Text segment

·····

Weather Report
The following was published in The Times newspaper on 12th November, 1816 and would suggest that the weather had a big influence on our ancestor's lives.
(The following meteorological account of the year 1698 shows that our forefathers were occasionally visited by as unnatural seasons as those of the present year. Snow has fallen as late as described, but we believe not so generally at so advanced a period as May. It is still less to be paralled, that gooseberries should not be ripe enough even for tarts till the end of July; and that three suns should have appeared at once would be pronounced perfectly apocryphal, unless the circumstance were published in Philosophical Transactions.)
January much snow in deep drifts: all this month ice upon the water, which on the 26th night was 8 inches thick. This within two and a half as thick as at any time on the canal of St. James Park in 1740. Yet, on the 29th, lightning and five claps of thunder.

·····

Given information
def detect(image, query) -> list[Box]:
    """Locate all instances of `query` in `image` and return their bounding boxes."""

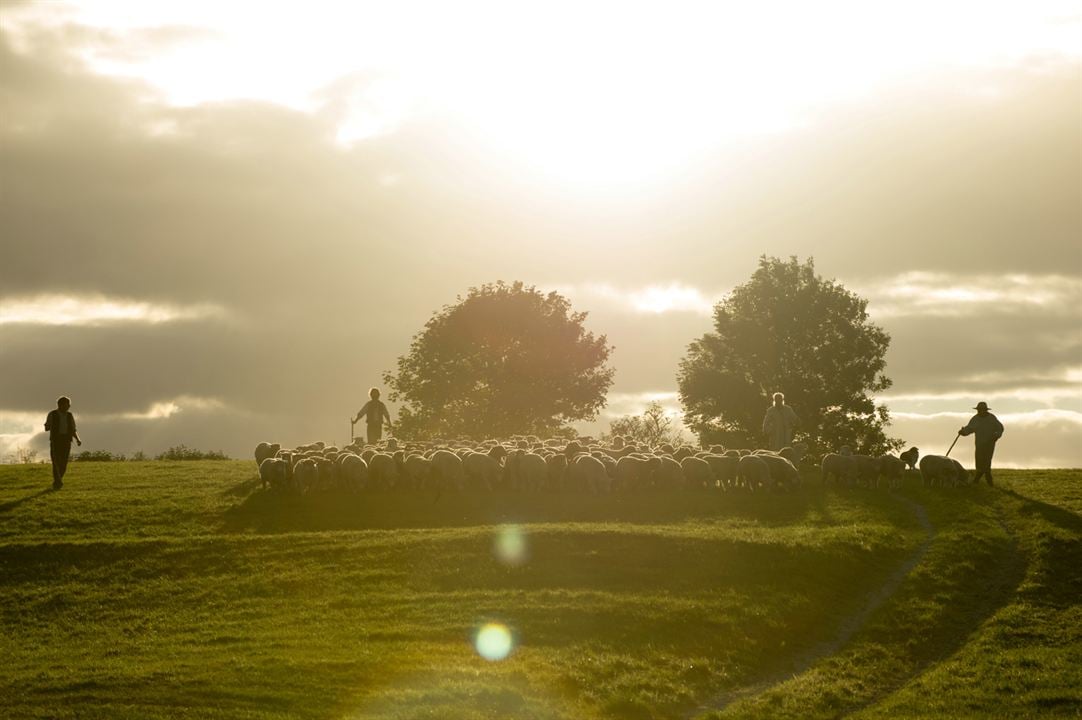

·····

Questions to answer
1. Could you return the part of the weather report starting at "Weather Report" and ending at "in Philosophical Transactions.)", copied word for word?
2. Can you resume the weather report from its last sentence onward?

Numbered answers
1.
Weather Report
The following was published in The Times newspaper on 12th November, 1816 and would suggest that the weather had a big influence on our ancestor's lives.
(The following meteorological account of the year 1698 shows that our forefathers were occasionally visited by as unnatural seasons as those of the present year. Snow has fallen as late as described, but we believe not so generally at so advanced a period as May. It is still less to be paralled, that gooseberries should not be ripe enough even for tarts till the end of July; and that three suns should have appeared at once would be pronounced perfectly apocryphal, unless the circumstance were published in Philosophical Transactions.)

2.
February, wind N.E. almost all the month and little sunshine, except six days the second week. The 14th great storm, and lanes blown up, with snow several yards deep the whole month while the fields lay bare. the 26th ice 4 inches thick.
March the 24th and 26th, thunder and lightning, warm sunshine all day, with sulphureous clouds, hot evening.
April 14th, thunder followed by showers. The 22nd snowed hard from morning to noon, then a little sunshine, then snowed again very fast, then sunshine followed with large hail, as in April, 1740. The 25th, showers of fierce great hail, with thunder and sunshine mixed. The 27th, thunder and a storm of hail after. A cold month. The 30th, the first cuckoo; gooseberries not blossomed still.
May 3rd, a great deep snow over all England. The 15th, woods like winter. The 17th great hail. The 31st, wheat very slow; cold weather.
June 3rd, cold yet great lightning and thunder, loud and near, with fierce loud hail 3 inches deep on the ground. The 16th, in a warm rich soil was the first wheat-ear seen near London. The backwardest spring in 47 years.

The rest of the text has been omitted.